Einträge zur Koordinatenannotation:
+ + + + +

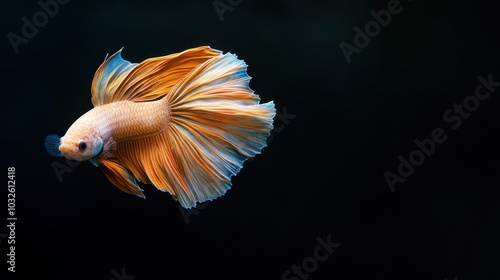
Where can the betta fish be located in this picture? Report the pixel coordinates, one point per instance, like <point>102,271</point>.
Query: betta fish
<point>184,123</point>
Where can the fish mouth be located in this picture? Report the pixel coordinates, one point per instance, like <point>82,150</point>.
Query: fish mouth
<point>65,149</point>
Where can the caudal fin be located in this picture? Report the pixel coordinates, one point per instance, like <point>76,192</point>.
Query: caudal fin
<point>216,124</point>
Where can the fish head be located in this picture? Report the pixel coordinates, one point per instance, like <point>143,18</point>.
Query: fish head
<point>81,143</point>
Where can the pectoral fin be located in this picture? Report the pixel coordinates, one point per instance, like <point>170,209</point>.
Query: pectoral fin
<point>120,177</point>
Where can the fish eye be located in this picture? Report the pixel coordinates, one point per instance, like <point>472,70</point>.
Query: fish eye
<point>82,146</point>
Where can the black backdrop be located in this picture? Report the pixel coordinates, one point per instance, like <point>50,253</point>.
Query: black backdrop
<point>320,180</point>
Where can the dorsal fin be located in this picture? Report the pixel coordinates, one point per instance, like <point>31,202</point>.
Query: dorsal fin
<point>117,79</point>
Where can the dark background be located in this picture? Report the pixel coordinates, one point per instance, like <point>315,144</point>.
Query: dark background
<point>321,175</point>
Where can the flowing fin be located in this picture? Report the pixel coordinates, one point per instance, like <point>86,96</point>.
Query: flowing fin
<point>118,79</point>
<point>52,143</point>
<point>120,177</point>
<point>216,124</point>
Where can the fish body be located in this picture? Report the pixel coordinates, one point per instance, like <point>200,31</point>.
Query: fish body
<point>184,123</point>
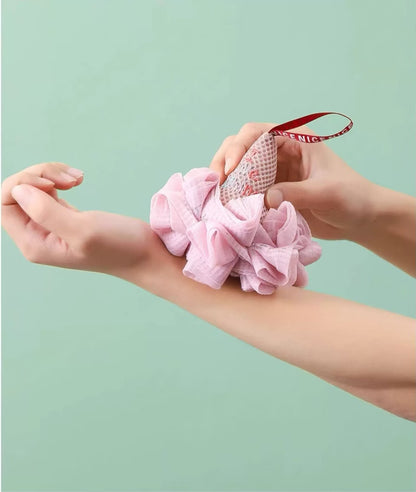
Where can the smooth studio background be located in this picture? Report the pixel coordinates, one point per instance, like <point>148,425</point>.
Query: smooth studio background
<point>108,388</point>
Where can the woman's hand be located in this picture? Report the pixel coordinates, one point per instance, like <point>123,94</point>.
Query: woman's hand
<point>50,231</point>
<point>335,200</point>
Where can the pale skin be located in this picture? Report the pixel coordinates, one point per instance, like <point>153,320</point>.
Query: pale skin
<point>367,352</point>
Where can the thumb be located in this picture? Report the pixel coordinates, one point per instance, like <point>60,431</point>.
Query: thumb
<point>43,209</point>
<point>302,194</point>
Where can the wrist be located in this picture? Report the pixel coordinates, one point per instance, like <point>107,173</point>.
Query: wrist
<point>390,216</point>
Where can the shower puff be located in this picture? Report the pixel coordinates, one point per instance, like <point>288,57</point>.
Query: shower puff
<point>238,238</point>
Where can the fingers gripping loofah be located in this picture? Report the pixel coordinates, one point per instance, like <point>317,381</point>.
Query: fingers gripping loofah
<point>227,230</point>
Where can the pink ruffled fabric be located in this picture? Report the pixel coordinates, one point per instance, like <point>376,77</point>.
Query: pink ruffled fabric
<point>266,249</point>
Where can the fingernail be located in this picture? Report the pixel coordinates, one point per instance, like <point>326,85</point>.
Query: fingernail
<point>76,173</point>
<point>274,198</point>
<point>67,177</point>
<point>22,194</point>
<point>228,165</point>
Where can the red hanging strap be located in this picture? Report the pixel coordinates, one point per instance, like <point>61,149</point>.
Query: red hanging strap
<point>302,137</point>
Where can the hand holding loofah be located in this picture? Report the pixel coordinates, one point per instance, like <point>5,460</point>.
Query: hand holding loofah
<point>227,230</point>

+ + + + +

DEINE AUFGABE: Stelle sämtliche Einträge oben als nummerierte Liste dar, lass dabei Leerzeilen aus und nimm die Bilder nicht in die Antwort auf.

ENDERGEBNIS:
1. Where can the betta fish be located in this picture? Report the pixel coordinates, one point per instance, like <point>102,271</point>.
2. Query: betta fish
3. <point>184,123</point>
4. Where can the fish mouth be located in this picture? Report the pixel coordinates, one point per instance, like <point>82,150</point>.
5. Query: fish mouth
6. <point>65,149</point>
7. Where can the caudal fin be located in this picture? Report the pixel coordinates, one point per instance, like <point>76,192</point>.
8. Query: caudal fin
9. <point>216,124</point>
10. Where can the fish head be located in this picture? Report the pixel coordinates, one point per instance, like <point>143,18</point>.
11. Query: fish head
12. <point>81,143</point>
13. Where can the pectoral fin be located in this picture? Report the pixel coordinates, one point per instance, like <point>170,209</point>.
14. Query: pectoral fin
15. <point>120,177</point>
16. Where can the fish eye be located in this picture? Report the pixel coordinates, one point per instance, like <point>472,70</point>.
17. Query: fish eye
18. <point>82,146</point>
19. Where can the black backdrop be located in this picture? Report the pixel coordinates, one point per instance, like <point>50,253</point>.
20. Query: black backdrop
21. <point>320,180</point>
22. Where can the dorsal fin be located in this picture? Report the pixel coordinates, one point per instance, like <point>31,202</point>.
23. Query: dorsal fin
24. <point>117,79</point>
25. Where can the dark background be located in this picture? Report the pixel coordinates, one point per instance, like <point>315,144</point>.
26. Query: dark background
27. <point>321,175</point>
28. Where can the flowing fin be located in this picture? Report the pixel coordinates, one point per instance, like <point>86,96</point>.
29. Query: flowing fin
30. <point>118,79</point>
31. <point>52,143</point>
32. <point>120,177</point>
33. <point>216,124</point>
34. Where can the fish body be located in this picture? Report the pixel coordinates, one point per instance, like <point>200,31</point>.
35. Query: fish body
36. <point>184,123</point>
37. Where can the smooth studio background be located in this picture? Report the pixel coordinates, one point per instance, like <point>148,425</point>.
38. Query: smooth studio background
39. <point>108,388</point>
40. Where can the woman's hand be located in this picture? Report the pixel coordinates, one point per instance, like <point>123,94</point>.
41. Query: woman's hand
42. <point>50,231</point>
43. <point>335,200</point>
44. Where can the pale skin be located in this picture? Report the pixel coordinates, one point per instance, like <point>153,320</point>.
45. Query: pale skin
46. <point>367,352</point>
47. Where can the thumb be located in this picture? Report the pixel coordinates, one point per instance, like <point>60,431</point>.
48. Query: thumb
49. <point>43,209</point>
50. <point>302,194</point>
51. Where can the wrist be located in this picture? Report the pixel coordinates, one point per instance, like <point>107,173</point>.
52. Query: wrist
53. <point>390,216</point>
54. Where can the shower puff be located in this picture? Report the pixel coordinates, one point per instance, like <point>288,57</point>.
55. Query: shower puff
56. <point>238,238</point>
57. Where can the fingers gripping loofah be located in this picture? Report the pixel coordinates, one point per instance, like <point>317,381</point>.
58. Query: fingers gripping loofah
59. <point>227,230</point>
60. Where can the pink ruffled fabric be located in this picture? Report the pixel coordinates, one point per instance, like <point>376,77</point>.
61. Query: pink ruffled fabric
62. <point>266,249</point>
63. Where can the fingernail be located in this picture? Report the pixel coordinates, one point per instance, like <point>326,85</point>.
64. Query: fingernail
65. <point>76,173</point>
66. <point>274,198</point>
67. <point>67,177</point>
68. <point>22,194</point>
69. <point>228,165</point>
70. Where can the red hanging strap be located in this picture? Report the pixel coordinates, one point per instance, like <point>61,149</point>.
71. Query: red hanging strap
72. <point>302,137</point>
73. Where can the hand holding loofah be located in this picture? Report the pixel coordinates, one point per instance, like <point>5,460</point>.
74. Query: hand holding loofah
75. <point>227,230</point>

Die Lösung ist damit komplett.